[EXCERPTED DATA]
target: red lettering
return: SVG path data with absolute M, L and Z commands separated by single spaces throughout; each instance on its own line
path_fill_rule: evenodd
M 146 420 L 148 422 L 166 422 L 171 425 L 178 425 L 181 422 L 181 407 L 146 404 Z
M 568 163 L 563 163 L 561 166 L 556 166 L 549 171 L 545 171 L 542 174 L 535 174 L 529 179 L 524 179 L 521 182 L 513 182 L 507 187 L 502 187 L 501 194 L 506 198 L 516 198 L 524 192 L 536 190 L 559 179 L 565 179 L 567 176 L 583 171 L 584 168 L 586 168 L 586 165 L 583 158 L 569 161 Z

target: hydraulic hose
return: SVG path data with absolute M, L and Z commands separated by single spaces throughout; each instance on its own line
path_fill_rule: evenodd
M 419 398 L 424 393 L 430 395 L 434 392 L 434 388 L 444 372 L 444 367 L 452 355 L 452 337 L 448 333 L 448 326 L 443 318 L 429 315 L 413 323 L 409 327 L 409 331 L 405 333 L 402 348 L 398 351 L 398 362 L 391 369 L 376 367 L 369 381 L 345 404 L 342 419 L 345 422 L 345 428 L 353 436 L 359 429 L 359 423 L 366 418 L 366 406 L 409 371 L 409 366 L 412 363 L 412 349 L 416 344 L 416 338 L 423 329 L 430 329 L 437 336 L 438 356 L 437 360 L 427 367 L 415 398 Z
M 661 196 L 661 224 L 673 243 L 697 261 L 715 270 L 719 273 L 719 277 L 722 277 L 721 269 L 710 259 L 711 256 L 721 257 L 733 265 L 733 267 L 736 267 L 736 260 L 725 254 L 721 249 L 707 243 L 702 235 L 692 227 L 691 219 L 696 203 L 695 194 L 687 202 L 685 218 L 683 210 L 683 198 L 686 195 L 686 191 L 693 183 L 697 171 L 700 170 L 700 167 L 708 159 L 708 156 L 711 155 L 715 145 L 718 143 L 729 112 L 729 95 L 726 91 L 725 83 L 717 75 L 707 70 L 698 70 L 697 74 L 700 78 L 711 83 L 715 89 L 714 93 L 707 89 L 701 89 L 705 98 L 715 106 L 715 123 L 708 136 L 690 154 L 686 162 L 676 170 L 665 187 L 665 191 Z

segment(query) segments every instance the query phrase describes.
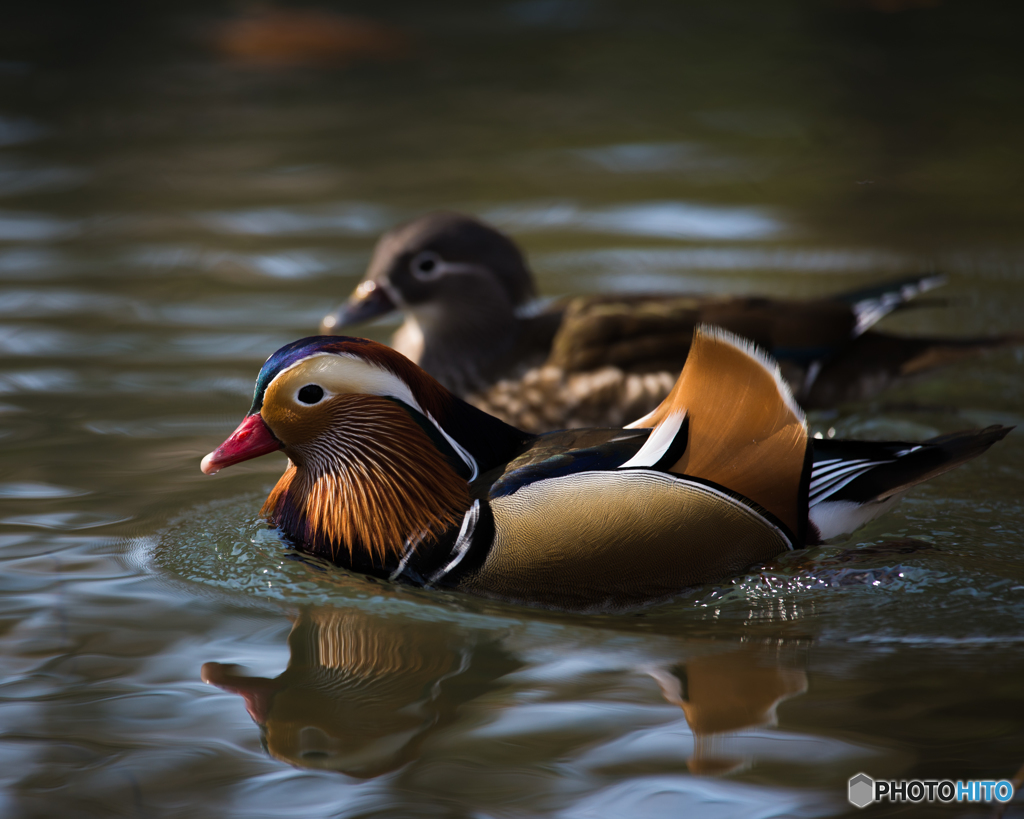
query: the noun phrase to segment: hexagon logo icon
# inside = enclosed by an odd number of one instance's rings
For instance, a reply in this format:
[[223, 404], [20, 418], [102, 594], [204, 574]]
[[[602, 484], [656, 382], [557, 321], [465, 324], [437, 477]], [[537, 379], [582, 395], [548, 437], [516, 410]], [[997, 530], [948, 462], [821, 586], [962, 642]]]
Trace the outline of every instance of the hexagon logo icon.
[[848, 798], [851, 805], [866, 808], [875, 801], [875, 780], [863, 773], [851, 776]]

[PROBLEM STATEMENT] Give back, exactly and with nothing added, the lines from the line with "target: hydraulic hose" through the final line of the data, both included; leave pictures out.

[YOUR RESPONSE]
target: hydraulic hose
return: SVG path data with absolute M, L and Z commands separated by single spaces throughout; each instance on its own line
path_fill_rule: evenodd
M 419 398 L 424 393 L 430 395 L 434 392 L 434 388 L 444 372 L 444 367 L 452 355 L 452 337 L 448 333 L 448 326 L 443 318 L 429 315 L 413 323 L 409 327 L 409 331 L 405 333 L 402 348 L 398 351 L 398 362 L 391 369 L 376 367 L 369 381 L 345 404 L 342 419 L 345 422 L 345 428 L 353 436 L 359 429 L 359 423 L 366 418 L 366 406 L 409 371 L 409 366 L 412 363 L 412 349 L 416 344 L 416 338 L 423 329 L 430 329 L 437 336 L 438 356 L 437 360 L 427 367 L 415 398 Z
M 661 196 L 661 224 L 673 243 L 697 261 L 715 270 L 719 273 L 719 277 L 722 277 L 721 269 L 710 259 L 711 256 L 721 257 L 733 265 L 733 267 L 736 267 L 736 260 L 725 254 L 721 249 L 707 243 L 702 235 L 692 227 L 691 219 L 696 203 L 695 194 L 687 202 L 685 218 L 683 210 L 683 198 L 686 195 L 686 191 L 693 183 L 697 171 L 700 170 L 700 167 L 708 159 L 708 156 L 711 155 L 715 145 L 718 143 L 729 112 L 729 95 L 726 91 L 725 83 L 717 75 L 707 70 L 698 70 L 697 74 L 700 78 L 711 83 L 715 89 L 714 93 L 707 89 L 701 89 L 705 98 L 715 106 L 715 123 L 708 136 L 690 154 L 686 162 L 676 170 L 665 187 L 665 191 Z

segment(query) segments every instance the query phrase describes.
query: the noun phrase to segment: hexagon logo icon
# inside = enclosed by an odd number of one instance's rings
For instance, a reply in this format:
[[223, 404], [20, 418], [102, 594], [204, 574]]
[[[602, 484], [656, 382], [557, 321], [465, 324], [437, 477]], [[537, 379], [582, 395], [548, 437], [516, 410]], [[997, 530], [948, 462], [821, 586], [962, 642]]]
Trace the outline of every instance of the hexagon logo icon.
[[848, 798], [851, 805], [866, 808], [875, 801], [875, 780], [863, 773], [851, 776]]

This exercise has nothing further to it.